**Task statement**. Can you reproduce every one of the records below line for line, with nothing altered?

**Supplied records**.

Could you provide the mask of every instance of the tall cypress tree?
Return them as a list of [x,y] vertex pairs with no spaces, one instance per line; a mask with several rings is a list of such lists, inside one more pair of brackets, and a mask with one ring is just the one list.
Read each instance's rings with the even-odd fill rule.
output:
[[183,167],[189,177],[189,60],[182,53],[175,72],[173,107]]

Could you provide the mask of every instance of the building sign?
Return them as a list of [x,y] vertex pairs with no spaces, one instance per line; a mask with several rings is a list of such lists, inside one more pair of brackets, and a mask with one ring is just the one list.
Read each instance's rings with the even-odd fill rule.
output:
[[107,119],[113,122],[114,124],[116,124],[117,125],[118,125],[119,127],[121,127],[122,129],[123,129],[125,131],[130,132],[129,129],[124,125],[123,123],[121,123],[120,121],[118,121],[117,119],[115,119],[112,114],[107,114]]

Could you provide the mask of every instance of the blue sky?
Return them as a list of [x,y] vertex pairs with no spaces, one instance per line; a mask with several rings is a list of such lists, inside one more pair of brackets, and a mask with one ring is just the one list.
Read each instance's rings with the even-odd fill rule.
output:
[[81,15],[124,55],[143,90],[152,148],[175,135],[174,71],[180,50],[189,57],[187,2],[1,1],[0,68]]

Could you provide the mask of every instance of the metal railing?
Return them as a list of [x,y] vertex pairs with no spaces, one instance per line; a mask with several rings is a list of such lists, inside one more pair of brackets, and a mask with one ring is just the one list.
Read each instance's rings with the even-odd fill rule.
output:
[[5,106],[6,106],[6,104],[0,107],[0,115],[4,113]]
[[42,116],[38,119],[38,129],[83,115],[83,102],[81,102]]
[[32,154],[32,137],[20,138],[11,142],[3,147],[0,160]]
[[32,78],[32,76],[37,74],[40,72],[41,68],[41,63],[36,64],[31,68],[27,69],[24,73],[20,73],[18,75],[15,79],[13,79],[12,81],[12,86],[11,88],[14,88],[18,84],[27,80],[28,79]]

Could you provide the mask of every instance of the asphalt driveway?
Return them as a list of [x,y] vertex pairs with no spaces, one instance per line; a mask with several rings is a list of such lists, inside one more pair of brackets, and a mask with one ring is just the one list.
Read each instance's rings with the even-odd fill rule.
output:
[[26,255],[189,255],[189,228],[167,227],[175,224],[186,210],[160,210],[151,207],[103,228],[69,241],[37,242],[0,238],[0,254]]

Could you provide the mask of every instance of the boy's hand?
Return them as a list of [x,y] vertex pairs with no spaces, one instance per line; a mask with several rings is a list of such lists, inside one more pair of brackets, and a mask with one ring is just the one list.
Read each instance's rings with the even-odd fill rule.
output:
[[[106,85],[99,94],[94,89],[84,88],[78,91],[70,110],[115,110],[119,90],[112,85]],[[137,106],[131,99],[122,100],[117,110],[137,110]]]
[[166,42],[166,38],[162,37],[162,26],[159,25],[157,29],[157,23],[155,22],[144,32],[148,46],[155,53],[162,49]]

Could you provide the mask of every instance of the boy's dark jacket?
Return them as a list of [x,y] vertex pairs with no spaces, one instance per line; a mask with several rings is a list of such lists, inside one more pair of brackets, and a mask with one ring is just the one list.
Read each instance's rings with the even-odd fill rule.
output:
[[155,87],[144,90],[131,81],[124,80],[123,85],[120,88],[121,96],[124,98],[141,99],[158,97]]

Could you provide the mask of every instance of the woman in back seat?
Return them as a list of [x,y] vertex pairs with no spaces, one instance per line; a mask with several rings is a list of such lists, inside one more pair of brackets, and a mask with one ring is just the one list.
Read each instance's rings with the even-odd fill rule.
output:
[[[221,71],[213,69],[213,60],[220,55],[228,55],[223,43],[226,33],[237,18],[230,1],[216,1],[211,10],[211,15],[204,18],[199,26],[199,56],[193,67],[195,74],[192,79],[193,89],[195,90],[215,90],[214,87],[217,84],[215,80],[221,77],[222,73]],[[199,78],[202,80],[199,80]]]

**Worked solution**.
Could you provide the mask of every instance of the tall cypress tree?
Return them as a list of [x,y] vertex pairs with no spaces, one instance per line; a mask with several rings is a list of such lists, inside one more pair of brackets, and a mask with one ring is just the one list.
Read each instance's rings with the even-odd fill rule.
output:
[[183,167],[189,177],[189,60],[182,53],[175,72],[173,107]]

Could you provide the mask of every instance of the building sign?
Return them as a list of [x,y] vertex pairs with no spaces, one instance per line; a mask with several rings is a list of such lists, inside one more pair of brackets, and a mask with one ring is just the one list.
Read each instance's rings with the even-odd fill rule.
output:
[[107,119],[113,122],[114,124],[116,124],[117,125],[118,125],[119,127],[121,127],[122,129],[123,129],[125,131],[130,132],[129,129],[124,125],[123,123],[121,123],[120,121],[118,121],[117,119],[115,119],[112,114],[107,114]]

Could you provide the mask of every instance of the blue sky?
Return them as a list of [x,y] vertex pairs with no spaces, one instance per line; a mask with several rings is a list of such lists, inside one more pair of brackets, and a mask with one ring is just the one list.
Read each instance's rings with the even-odd fill rule.
output:
[[81,15],[124,55],[143,90],[152,148],[175,135],[174,71],[180,50],[189,57],[187,2],[1,1],[0,68]]

Could you provide the mask of every instance of the metal railing?
Return them as a list of [x,y] vertex pairs with no spaces, one instance per line; a mask with several rings is a list of such lists, inside one more pair of brackets, and a mask with one ring is just the one list.
Read each instance's rings with the even-odd fill rule.
output:
[[5,106],[6,106],[6,104],[0,107],[0,115],[4,113]]
[[42,116],[38,119],[38,129],[83,115],[83,102],[81,102]]
[[32,154],[32,137],[20,138],[11,142],[3,147],[0,160]]
[[32,78],[32,76],[37,74],[40,72],[41,68],[41,63],[36,64],[31,68],[27,69],[24,73],[20,73],[18,75],[15,79],[13,79],[12,81],[12,86],[11,88],[14,88],[18,84],[27,80],[28,79]]

Could you provide the mask of every instance of the asphalt driveway?
Return them as a list of [x,y] vertex pairs with no spaces, one instance per line; a mask with several rings is a list of such lists, inside one more pair of brackets, and a mask with one ring is just the one list.
Read each instance's rings with the even-odd fill rule.
output:
[[26,255],[189,255],[189,228],[167,227],[175,224],[186,210],[160,210],[151,207],[103,228],[69,241],[37,242],[0,238],[0,254]]

Could you provide the mask of every instance of the boy's hand?
Return them as a list of [x,y] vertex pairs with no spaces, one instance per line; a mask with several rings is a list of such lists, inside one more pair of brackets, and a mask with one ring is just the one list.
Read each instance's rings with the even-odd fill rule.
output:
[[[106,85],[99,94],[94,89],[84,88],[78,91],[70,110],[115,110],[119,90],[112,85]],[[137,106],[131,99],[122,100],[117,110],[137,110]]]
[[166,42],[166,38],[162,37],[162,26],[159,25],[157,29],[157,23],[155,22],[144,32],[148,46],[155,53],[162,49]]

Could you provide the mask of every instance of the boy's dark jacket?
Return them as a list of [x,y] vertex pairs with no spaces, one instance per line; a mask with several rings is a list of such lists, inside one more pair of brackets, and a mask with one ring is just the one list.
Read each instance's rings with the even-odd fill rule.
output:
[[155,87],[144,90],[131,81],[124,80],[123,85],[120,88],[121,96],[124,98],[141,99],[158,97]]

Could you provide the mask of every instance of the woman in back seat?
Return them as a list of [x,y] vertex pairs with no spaces, one instance per line; a mask with several rings is a list of such lists, inside one more pair of brackets, and a mask with one ring is just the one list.
Read each instance's rings with the even-odd fill rule.
output:
[[[221,71],[213,69],[213,60],[220,55],[228,55],[223,43],[226,33],[237,18],[230,1],[216,1],[211,10],[211,15],[204,18],[199,26],[199,56],[193,67],[195,74],[192,79],[193,89],[195,90],[215,90],[214,87],[217,84],[215,80],[221,77],[222,73]],[[199,78],[202,80],[199,80]]]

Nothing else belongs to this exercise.